_ЗАДАЧА_. Сдвиньте на 86 каждую координату точек в ответах и приведите заново все записи, вместе с запросами, между строкой, содержащей «find vegetation |», и строкой, содержащей «Query: small shed», включительно. Запросы и образцы формата в них оставьте без изменений.

_ИСХОДНЫЕ ДАННЫЕ_.

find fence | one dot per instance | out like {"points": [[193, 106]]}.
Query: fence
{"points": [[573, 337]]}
---
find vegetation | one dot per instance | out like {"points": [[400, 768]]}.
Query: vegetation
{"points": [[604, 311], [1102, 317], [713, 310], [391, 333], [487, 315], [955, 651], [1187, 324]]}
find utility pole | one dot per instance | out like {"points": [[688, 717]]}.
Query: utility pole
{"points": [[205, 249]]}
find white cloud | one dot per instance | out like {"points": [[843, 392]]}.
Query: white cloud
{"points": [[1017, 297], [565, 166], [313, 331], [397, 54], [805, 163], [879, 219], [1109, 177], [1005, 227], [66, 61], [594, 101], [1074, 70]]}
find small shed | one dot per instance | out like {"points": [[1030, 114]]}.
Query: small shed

_ОТВЕТ К ЗАДАЧЕ_.
find vegetation | one dot per instance | out like {"points": [[400, 768]]}.
Query: vegetation
{"points": [[690, 397], [1188, 403], [799, 396], [477, 419], [573, 401], [1041, 737], [1273, 410]]}
find utility pole | one dot per instance | out like {"points": [[688, 717]]}.
Query: utility pole
{"points": [[291, 335]]}
find white cloud | one dot per instance | out like {"points": [[843, 392]]}.
Query: white cloud
{"points": [[1103, 383], [651, 252], [399, 417], [483, 140], [891, 249], [965, 305], [1195, 263], [1091, 313], [152, 147], [680, 187], [1160, 156]]}
find small shed | one dot per instance | out like {"points": [[1030, 114]]}.
Query: small shed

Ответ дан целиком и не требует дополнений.